- DATA FOR PROCESSING -

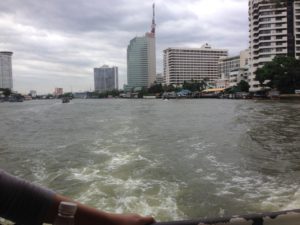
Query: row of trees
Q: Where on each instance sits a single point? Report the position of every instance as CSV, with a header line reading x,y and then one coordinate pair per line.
x,y
282,73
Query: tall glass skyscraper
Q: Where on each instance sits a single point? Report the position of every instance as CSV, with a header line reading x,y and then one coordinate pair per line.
x,y
106,78
6,80
141,59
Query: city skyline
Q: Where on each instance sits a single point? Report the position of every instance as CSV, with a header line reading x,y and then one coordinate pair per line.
x,y
56,44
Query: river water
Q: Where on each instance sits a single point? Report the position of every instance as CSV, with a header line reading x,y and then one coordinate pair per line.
x,y
176,159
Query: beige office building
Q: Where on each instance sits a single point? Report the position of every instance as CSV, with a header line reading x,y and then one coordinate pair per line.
x,y
274,29
6,80
187,64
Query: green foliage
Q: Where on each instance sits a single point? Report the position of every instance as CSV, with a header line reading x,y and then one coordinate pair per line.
x,y
283,73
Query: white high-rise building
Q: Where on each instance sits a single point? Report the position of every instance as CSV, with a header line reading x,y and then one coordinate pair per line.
x,y
233,69
106,78
141,59
274,28
6,80
187,64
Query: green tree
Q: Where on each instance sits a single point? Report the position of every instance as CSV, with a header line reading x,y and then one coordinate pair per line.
x,y
282,73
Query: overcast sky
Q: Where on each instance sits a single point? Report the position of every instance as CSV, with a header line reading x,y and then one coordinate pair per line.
x,y
57,43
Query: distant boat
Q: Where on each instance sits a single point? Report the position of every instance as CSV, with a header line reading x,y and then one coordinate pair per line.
x,y
65,100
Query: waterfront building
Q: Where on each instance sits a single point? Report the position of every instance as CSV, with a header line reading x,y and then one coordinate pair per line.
x,y
192,64
58,91
274,30
33,93
106,78
6,80
160,79
233,69
141,59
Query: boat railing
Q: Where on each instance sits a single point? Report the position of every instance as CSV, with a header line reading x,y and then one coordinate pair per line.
x,y
290,217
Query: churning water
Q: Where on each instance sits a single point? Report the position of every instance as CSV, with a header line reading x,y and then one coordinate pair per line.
x,y
177,159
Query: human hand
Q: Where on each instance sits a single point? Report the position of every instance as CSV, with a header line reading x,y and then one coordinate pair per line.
x,y
132,219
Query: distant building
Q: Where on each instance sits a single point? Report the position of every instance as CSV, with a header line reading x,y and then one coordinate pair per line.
x,y
6,80
33,93
159,79
233,69
106,78
274,30
141,59
228,64
187,64
58,91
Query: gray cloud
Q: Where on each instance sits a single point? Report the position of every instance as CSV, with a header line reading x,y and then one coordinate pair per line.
x,y
59,42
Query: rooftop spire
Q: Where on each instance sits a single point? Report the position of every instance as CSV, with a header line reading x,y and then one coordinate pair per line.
x,y
153,20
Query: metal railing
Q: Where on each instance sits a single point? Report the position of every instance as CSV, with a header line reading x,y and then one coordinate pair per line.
x,y
290,217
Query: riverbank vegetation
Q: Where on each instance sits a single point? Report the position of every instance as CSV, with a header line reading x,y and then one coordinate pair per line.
x,y
282,74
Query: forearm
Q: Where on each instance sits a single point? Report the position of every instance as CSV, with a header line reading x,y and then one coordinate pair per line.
x,y
23,202
86,215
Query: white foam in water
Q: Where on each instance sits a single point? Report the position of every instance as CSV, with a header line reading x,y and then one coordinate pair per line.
x,y
266,192
295,203
138,195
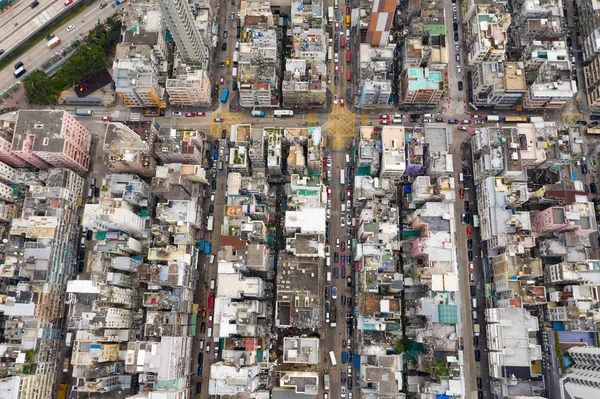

- WHAT YOU HAVE TO DO -
Since the pictures don't belong in the copy, copy only the rest of the entries above exactly.

- REPLY -
Query: row of trees
Q: Where on each instance sits a single point? Report the position of every instance as CSV, with a header line reading x,y and then one coordinate pair per line.
x,y
282,73
Query: tall glass skyscraper
Q: Where on each instance sits a single point? Report the position of every instance as CSV, with a header line reading x,y and then one coordinate pair per line.
x,y
106,78
6,80
141,59
Query: city skyline
Q: Where on each instance sits a single point? Report the position of every instance as CSV, with a header line reading x,y and then one coordinate pair per line.
x,y
56,44
Query: river water
Q: Where on each instance sits a single point? Report the position of every instance as CSV, with a header line reading x,y and then one coordinate pair per line.
x,y
176,159
Query: beige office building
Q: Where on each instance sits a single point? Report the position of every instance as CSV, with a header line reading x,y and then one coordinate pair per line.
x,y
274,29
6,80
187,64
Query: green foliage
Q: Where on each instance sits a single point? Report the position of every instance as CSV, with a header line reading x,y and then one coordinate pair per line.
x,y
283,73
Query: white high-rise building
Q: Where on each instance sits a single point? Report the position of every instance as CSV, with a header line reading x,y and then one coordinate pair per line.
x,y
233,69
106,78
141,59
274,28
6,80
187,64
Query: green tree
Q: Where on each instance sits a single point? Report the position of every instance as CSV, with a header line reading x,y and then one coordinate pair per line.
x,y
282,73
Query: overcast sky
Q: Where on each instance sits a single point? Report the position of every instance as CSV, with a header line reading x,y and then one coordinate pair per line.
x,y
57,43
Query: distant boat
Q: Where on each instance sits a single point? Report the position of every instance as CSV, with a header line reading x,y and then one coordinate pair per line.
x,y
65,100
Query: waterfront building
Q: Where on each instance sits a single point? Report the position of every instance as CSV, with a header line reading x,y and then one coordinate pair per line.
x,y
192,64
58,91
274,30
33,93
106,78
6,80
160,79
233,69
141,59
Query: boat railing
Q: Where on each instance sits a single point? Report the position of every instance as CSV, with a header line reading x,y and then one coordinate pair per line.
x,y
290,217
Query: churning water
Q: Where on each instance sits a single point? Report the position of every instance as CSV, with a header line reading x,y and then one coordinate pair per line.
x,y
177,159
Query: human hand
Q: Where on each instance sits a single point? Report the position of every instance as CSV, with a header line reading x,y and then one coordinate pair per line.
x,y
132,219
Query: distant building
Q: Where on each instance sits a single point? Report the position of every instance as CSV, with a header line reading x,y and then one coordinate pair per line.
x,y
6,80
33,93
159,79
233,69
106,78
274,30
141,59
228,64
187,64
58,91
Query: gray cloud
Q: Where on each instance sits a single point? Report the position of every instance as CSV, with a header line reading x,y and then one coordinate pair per line.
x,y
59,42
Query: rooftop spire
Q: Where on each instance sits a single point? Report the position of every instance as CSV, with a header line reading x,y and then one coordinate pair per line.
x,y
153,20
Query: metal railing
Q: Where on each instance sits a single point? Report the position of every instance as CSV, with a header line reading x,y and then one coordinate pair per line.
x,y
290,217
Query: riverbank vegetation
Q: Where on each instance sits a single point? Report the position of every instance as CSV, with a header line reading x,y and then one coordinate pair per line.
x,y
282,74
Query: forearm
Q: Where on each instance sits a single point? Report the position of every instance as CSV, with a header line reading x,y and then one coordinate pair per line.
x,y
23,202
86,215
Query: white foam in water
Q: Where on each instance sits a single point? Report the position of every instance as CSV, with a header line reading x,y and then one coordinate pair per line.
x,y
266,192
295,203
138,195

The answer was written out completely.